■ **Tasks to carry out**:
A) According to the article on Firefox's AI controls, in which version of Firefox will users be able to disable AI features?
B) Reproduce word for word the part of the Firefox AI controls article that opens with the words containing "You will be" and closes with "as a kill-switch.".
C) Pick up the article on Firefox's AI controls after its final sentence and keep writing it.

■ **Text excerpt**:
%%

You will be able to disable AI features in Firefox 148, Mozilla has announced.
The next major update of the web browser, scheduled for release in late February, will offer an AI feature kill-switch in its new AI Controls panel.
You’ll be able to turn off Firefox’s AI features at a granular level. If you want to use some features, like on-device translations, but not others, like Google Lens image search, you can pick and choose:
If you don’t want any AI features in Firefox at all, a single ‘Block AI enhancements’ toggle acts as a kill-switch.
But notice the framing here: you’re not ‘disabling AI’, you’re ‘blocking enhancements’. This reads a little like ‘confirm shaming‘, a form of ‘deceptive pattern‘ that’ used to emotionally cue users to view their choice as self-sabotage.
Firefox AI Kill Switch Coming
“We’ve heard from many who want nothing to do with AI. We’ve also heard from others who want AI tools that are genuinely useful. Listening to our community, alongside our ongoing commitment to offer choice, led us to build AI controls,” Mozilla say.

%%

■ **Source data**:
%%

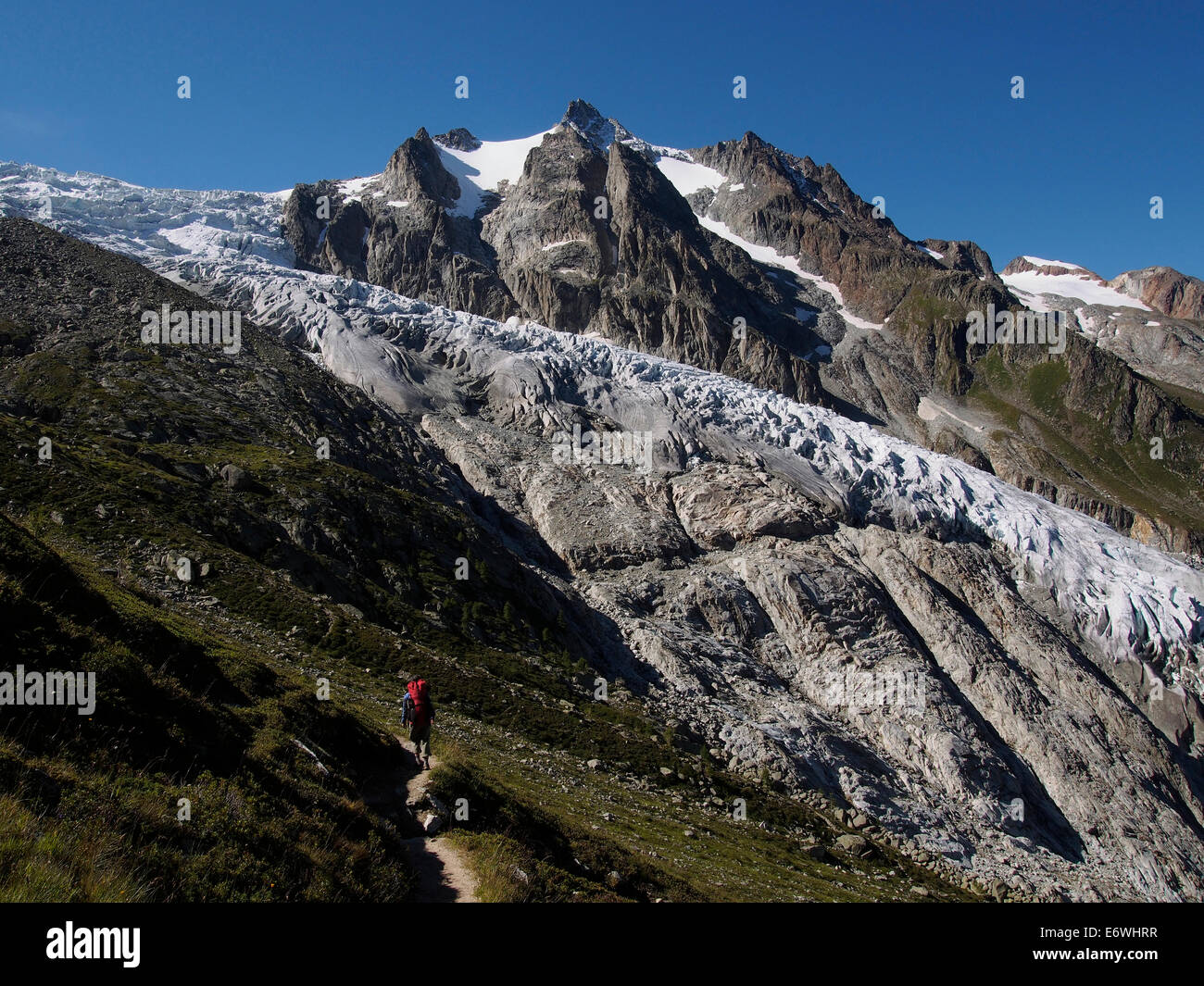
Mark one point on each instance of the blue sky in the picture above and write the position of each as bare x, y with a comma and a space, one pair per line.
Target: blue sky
909, 101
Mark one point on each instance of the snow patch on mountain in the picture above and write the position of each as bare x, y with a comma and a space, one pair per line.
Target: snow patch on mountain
689, 177
1030, 285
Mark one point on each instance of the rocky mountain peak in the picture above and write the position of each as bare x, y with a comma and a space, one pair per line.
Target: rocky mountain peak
1164, 288
598, 131
458, 139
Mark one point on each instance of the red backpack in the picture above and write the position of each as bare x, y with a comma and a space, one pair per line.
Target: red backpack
420, 696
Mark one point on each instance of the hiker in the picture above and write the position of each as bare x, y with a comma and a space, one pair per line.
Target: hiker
418, 713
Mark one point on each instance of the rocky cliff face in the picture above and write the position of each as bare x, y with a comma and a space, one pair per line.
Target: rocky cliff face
589, 237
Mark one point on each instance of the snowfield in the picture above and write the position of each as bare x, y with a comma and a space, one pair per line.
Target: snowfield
1131, 600
1030, 285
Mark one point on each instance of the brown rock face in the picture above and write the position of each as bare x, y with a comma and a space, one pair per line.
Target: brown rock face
1166, 289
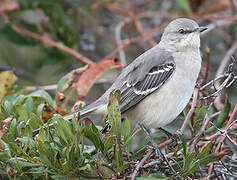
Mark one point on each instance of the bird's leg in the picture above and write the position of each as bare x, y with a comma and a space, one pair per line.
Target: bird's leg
174, 137
158, 151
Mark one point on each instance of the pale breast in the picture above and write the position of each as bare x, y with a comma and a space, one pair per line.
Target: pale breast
164, 105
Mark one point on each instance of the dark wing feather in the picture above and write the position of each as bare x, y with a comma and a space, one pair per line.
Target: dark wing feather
155, 77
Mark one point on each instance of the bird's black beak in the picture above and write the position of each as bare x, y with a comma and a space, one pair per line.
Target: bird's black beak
202, 28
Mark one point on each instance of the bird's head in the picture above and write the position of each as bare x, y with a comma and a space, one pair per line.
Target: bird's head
183, 34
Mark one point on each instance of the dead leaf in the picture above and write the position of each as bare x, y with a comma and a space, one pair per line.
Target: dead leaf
88, 78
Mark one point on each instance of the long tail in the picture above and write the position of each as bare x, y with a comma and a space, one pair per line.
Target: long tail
83, 113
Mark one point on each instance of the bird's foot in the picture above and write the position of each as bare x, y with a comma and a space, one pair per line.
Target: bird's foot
175, 137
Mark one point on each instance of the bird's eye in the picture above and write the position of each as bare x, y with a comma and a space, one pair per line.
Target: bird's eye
181, 31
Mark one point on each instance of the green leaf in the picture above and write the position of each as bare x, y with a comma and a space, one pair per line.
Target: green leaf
208, 159
118, 157
220, 120
114, 115
63, 81
61, 132
184, 4
108, 144
126, 130
92, 133
40, 110
35, 121
16, 37
12, 129
19, 100
206, 150
184, 143
188, 161
29, 105
22, 112
23, 162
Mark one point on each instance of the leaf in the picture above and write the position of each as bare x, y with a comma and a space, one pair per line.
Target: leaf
220, 120
184, 4
22, 112
118, 157
29, 105
35, 17
92, 133
91, 74
7, 79
63, 81
114, 115
39, 110
108, 144
184, 143
206, 150
14, 36
188, 161
126, 130
43, 95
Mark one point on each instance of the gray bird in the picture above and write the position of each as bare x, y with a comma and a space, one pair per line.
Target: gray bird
157, 85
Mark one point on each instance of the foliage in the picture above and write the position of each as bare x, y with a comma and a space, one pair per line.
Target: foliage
64, 152
40, 40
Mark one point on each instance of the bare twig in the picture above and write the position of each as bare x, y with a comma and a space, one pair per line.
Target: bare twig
48, 41
226, 59
223, 137
122, 56
207, 64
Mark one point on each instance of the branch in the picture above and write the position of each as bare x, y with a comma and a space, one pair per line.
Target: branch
48, 41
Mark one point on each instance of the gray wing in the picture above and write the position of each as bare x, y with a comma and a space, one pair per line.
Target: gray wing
144, 78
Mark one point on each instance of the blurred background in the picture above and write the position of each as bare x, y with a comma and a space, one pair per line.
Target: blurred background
97, 28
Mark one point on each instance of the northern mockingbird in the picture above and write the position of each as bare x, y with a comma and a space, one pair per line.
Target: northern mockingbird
157, 85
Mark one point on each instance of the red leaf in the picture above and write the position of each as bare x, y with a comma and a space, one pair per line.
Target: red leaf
88, 78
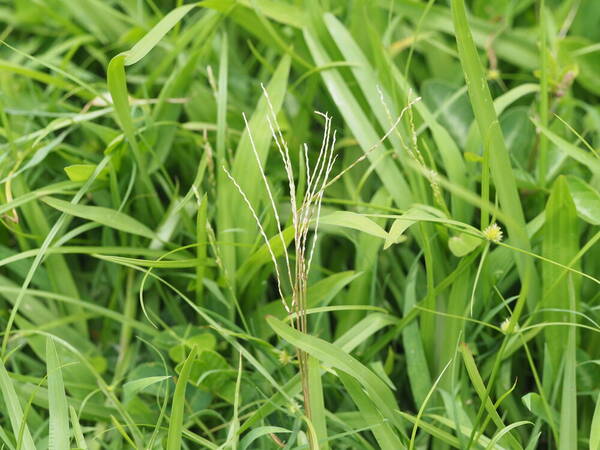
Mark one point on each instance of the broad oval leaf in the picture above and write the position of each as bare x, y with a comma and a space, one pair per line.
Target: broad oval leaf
586, 199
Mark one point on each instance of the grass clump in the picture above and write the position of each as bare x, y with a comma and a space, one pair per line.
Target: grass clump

%%

■ **Results of the tasks**:
A) Firefox 148

B)
You will be able to disable AI features in Firefox 148, Mozilla has announced.
The next major update of the web browser, scheduled for release in late February, will offer an AI feature kill-switch in its new AI Controls panel.
You’ll be able to turn off Firefox’s AI features at a granular level. If you want to use some features, like on-device translations, but not others, like Google Lens image search, you can pick and choose:
If you don’t want any AI features in Firefox at all, a single ‘Block AI enhancements’ toggle acts as a kill-switch.

C)
It may seem like a surprising volte-face given that Mozilla is “rewiring” itself as an AI-first company, whereby the amount of monetised AI features it shoves in its products is the yardstick by which success is now judged.
But AI features in Firefox have not proved universally popular – a sentiment the entire “AI” hype industry is immune to acknowledging, even when the market speaks. Mozilla’s own statement tacitly acknowledges part of the reason for the backlash: a lack of purpose.
For instance, Firefox made a big deal about its AI-powered tab grouping feature. But maxing out people’s CPUs to run a local AI model to run tab content analysis in the background solely to suggest tab group names is clearly a solution in search of a problem.
—Does anyone really need “AI” to suggest names for a group of shopping tabs?
Mozilla continues to pay lip-service in filler-word heavy blog posts and expensive mini-sites about it heading a ‘rebel alliance’ of open source AI that aims to serve the public good rather than line the pockets of multi-billionaires.
But its actions? They tend to say otherwise.
It bought and subsequently killed FakeSpot, a prime example of ‘public service’ AI given it detected fake reviews on shopping products, and it continues to aggressively push its own users to use OpenAI, Anthropic and CoPilot chatbots via article summaries and sidebars.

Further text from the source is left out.